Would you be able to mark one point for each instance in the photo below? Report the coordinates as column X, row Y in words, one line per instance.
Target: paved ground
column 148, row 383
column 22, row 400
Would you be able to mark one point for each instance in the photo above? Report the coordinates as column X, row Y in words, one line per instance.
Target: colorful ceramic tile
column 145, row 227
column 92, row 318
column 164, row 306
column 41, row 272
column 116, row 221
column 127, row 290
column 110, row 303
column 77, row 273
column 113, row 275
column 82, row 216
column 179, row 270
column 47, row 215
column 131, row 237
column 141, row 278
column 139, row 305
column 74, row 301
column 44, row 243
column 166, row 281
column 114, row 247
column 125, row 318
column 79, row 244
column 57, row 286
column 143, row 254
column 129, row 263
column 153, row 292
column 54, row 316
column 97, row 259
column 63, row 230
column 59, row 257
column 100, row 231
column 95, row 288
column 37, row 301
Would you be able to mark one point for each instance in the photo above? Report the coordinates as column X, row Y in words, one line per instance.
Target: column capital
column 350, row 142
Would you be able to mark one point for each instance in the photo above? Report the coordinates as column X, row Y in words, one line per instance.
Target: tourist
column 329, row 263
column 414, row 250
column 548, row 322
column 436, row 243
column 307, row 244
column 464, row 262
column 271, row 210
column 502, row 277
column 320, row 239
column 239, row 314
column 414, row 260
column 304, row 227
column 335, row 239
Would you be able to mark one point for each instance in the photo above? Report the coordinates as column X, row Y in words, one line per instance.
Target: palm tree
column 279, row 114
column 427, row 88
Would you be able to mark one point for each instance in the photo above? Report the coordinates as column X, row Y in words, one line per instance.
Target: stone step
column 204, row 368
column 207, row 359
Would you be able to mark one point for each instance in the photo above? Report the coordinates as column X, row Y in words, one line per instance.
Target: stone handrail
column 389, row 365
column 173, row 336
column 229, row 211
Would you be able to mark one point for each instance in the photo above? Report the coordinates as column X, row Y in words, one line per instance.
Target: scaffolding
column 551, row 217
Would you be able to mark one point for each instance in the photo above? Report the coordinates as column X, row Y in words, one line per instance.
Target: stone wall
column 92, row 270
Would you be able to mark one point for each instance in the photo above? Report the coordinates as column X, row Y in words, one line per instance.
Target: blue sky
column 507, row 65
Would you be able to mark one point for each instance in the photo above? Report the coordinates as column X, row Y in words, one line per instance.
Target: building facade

The task:
Copy out all of the records above with nothing altered.

Result below:
Would you be able to mark one point for each instance in the photo below? Report the coordinates as column X, row Y in words, one line per instance.
Target: paved ground
column 148, row 383
column 22, row 400
Would you be able to mark one point for each instance in the photo above? Report the coordinates as column X, row Y in words, one line per instance.
Target: colorful ceramic tile
column 145, row 227
column 92, row 318
column 164, row 306
column 41, row 272
column 116, row 221
column 127, row 290
column 110, row 303
column 77, row 273
column 113, row 275
column 82, row 216
column 179, row 270
column 47, row 215
column 131, row 237
column 141, row 278
column 139, row 305
column 74, row 301
column 44, row 243
column 166, row 281
column 114, row 247
column 125, row 318
column 79, row 244
column 57, row 286
column 143, row 254
column 129, row 263
column 153, row 292
column 54, row 316
column 97, row 259
column 63, row 230
column 59, row 257
column 100, row 231
column 95, row 288
column 37, row 301
Would you be able to mark one point for each instance in the photo above? Report the coordinates as column X, row Y in words, one line per instance.
Target: column capital
column 350, row 142
Would you be able to mark one point for each instance in the photo above? Report the coordinates as column X, row Y in words, one line per instance.
Target: tourist
column 329, row 263
column 414, row 250
column 548, row 322
column 436, row 243
column 307, row 244
column 464, row 262
column 271, row 210
column 502, row 277
column 320, row 239
column 239, row 314
column 414, row 260
column 304, row 227
column 335, row 239
Would you be able to mark one point for each instance in the photo above? Report the coordinates as column X, row Y in words, one line per instance.
Target: palm tree
column 279, row 114
column 427, row 88
Would you be able to mark one point for each instance in the photo above? Report the coordinates as column X, row Y in words, one line per instance.
Target: stone step
column 204, row 368
column 207, row 359
Would you be able to mark one point for each instance in the photo above? Report the coordinates as column X, row Y in words, one line per instance.
Target: stone handrail
column 389, row 365
column 173, row 336
column 229, row 211
Would you be able to mark one point for each instance in the photo above? Report the coordinates as column X, row Y in words, one line per instance.
Target: scaffolding
column 551, row 217
Would you be able to mark one point for each instance in the photo above? Report the coordinates as column X, row Y in words, one line per instance.
Target: stone wall
column 92, row 270
Would you be able to mark one point for each instance in the photo above? Report the coordinates as column X, row Y in words, one line per instance.
Target: blue sky
column 507, row 65
Would you be able to mark one point for each instance in the photo above? Report the coordinates as column X, row Y in words, one line per instance.
Target: building facade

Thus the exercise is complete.